WHAT TO PRODUCE => Scan the records for "jacket" and copy each line that contains it.

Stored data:
+---+

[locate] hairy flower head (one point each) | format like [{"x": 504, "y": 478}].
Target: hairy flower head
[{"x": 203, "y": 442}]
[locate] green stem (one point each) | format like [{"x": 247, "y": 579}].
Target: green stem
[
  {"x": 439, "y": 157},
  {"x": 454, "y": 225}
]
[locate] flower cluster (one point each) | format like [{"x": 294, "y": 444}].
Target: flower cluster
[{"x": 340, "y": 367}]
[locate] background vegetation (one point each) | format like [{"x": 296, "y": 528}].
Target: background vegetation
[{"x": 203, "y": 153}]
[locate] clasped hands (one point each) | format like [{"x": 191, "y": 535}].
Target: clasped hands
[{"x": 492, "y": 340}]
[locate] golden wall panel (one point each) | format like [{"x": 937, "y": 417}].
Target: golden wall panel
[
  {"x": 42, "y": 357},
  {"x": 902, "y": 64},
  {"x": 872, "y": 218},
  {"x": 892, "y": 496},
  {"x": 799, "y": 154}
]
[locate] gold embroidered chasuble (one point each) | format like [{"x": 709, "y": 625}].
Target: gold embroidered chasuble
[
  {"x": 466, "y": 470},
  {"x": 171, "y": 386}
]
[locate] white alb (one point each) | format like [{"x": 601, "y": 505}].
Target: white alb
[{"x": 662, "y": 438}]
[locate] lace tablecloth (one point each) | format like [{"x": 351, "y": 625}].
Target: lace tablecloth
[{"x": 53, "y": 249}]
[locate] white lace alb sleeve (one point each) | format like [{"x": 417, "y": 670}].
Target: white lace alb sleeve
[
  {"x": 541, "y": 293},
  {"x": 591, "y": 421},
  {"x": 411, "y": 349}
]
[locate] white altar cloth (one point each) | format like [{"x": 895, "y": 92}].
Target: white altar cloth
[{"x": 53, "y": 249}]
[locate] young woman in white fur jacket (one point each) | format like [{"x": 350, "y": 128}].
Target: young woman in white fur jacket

+---+

SOLUTION TO THE EXERCISE =>
[locate] young woman in white fur jacket (one point each) | format like [{"x": 350, "y": 128}].
Target: young woman in white fur jacket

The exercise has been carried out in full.